BEGIN Source text

SOCSD looks at security, future of Big Park4 min read

A view of the former Big Park Community School looking north. The Sedona Police Department completed a security review of the Sedona-Oak Creek School District’s two campuses in November. One of the changes made following the review was trimming vegetation to improve sight lines. One means of funding further security improvements would be selling the Big Park property. The SOCSD Governing Board will be discussing this option during its Tuesday, March 5 meeting. David Jolkovski/Larson Newspapers

The Sedona Police Department completed a security review of Sedona Red Rock High School and West Sedona School in early November, and one of the report’s major recommendations consisted of improving the line of sight on both properties and installing new signage such as “no trespassing” signs adjacent to the school.

END Source text
BEGIN Given material

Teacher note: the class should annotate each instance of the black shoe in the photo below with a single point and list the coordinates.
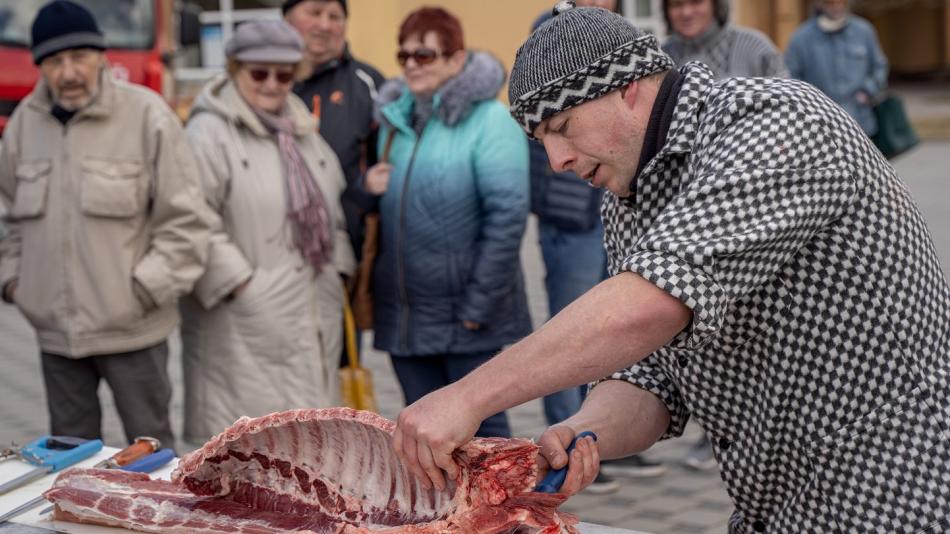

END Given material

• Tasks to complete:
**A.** In the article on school security and the Big Park property, recast the paragraph beginning "A view of the former Big Park Community School" as a short bulleted list that keeps its main facts.
**B.** Carry the article on school security and the Big Park property forward, starting after its final sentence.

• Task answers:
**A.**
- The photo shows the former Big Park Community School, looking north.
- In November, the Sedona Police Department completed a security review of the Sedona-Oak Creek School District's two campuses.
- Following the review, vegetation was trimmed to improve sight lines.
- Selling the Big Park property is one way to fund further security improvements.
- The SOCSD Governing Board will discuss this option at its Tuesday, March 5 meeting.
- Photo credit: David Jolkovski/Larson Newspapers.

**B.**
“We have a beautiful campus with beautiful trees and shrubs … but because of that, there were and are to some extent, obstructed sightlines,” Sedona-Oak Creek School District Superintendent Tom Swaninger said. “So if something were to occur, it was advised that first-responders would want to have improved sightlines throughout the campus. What we’ve done is we’ve invested resources to, not only our internal maintenance crew, but also through third-party vendors, to kind of cut back some of the trees and branches and shrubs [in order to improve] those sight lines. So not only does it kind of beautify the campus, but it also makes it that much more safe.”

“That’s something that I would very much be in favor of,” Swaninger said with regard to a U.S. Forest Service proposal to construct a connecting trail between the Schuermann Mountain trail and the Carroll Canyon trail. “Having a separate access point would help us. Because in this area, we have numerous tourists who are unfamiliar with the area, and unbeknownst to them, kind of wander onto our parking lot of our campus looking for this trailhead, and so we are continually helping guide these tourists to the correct location. So by keeping that trailhead off of our property, it will just make our campus all the more safe.”

Swaninger said financial considerations are the district’s main issue when considering future security improvements.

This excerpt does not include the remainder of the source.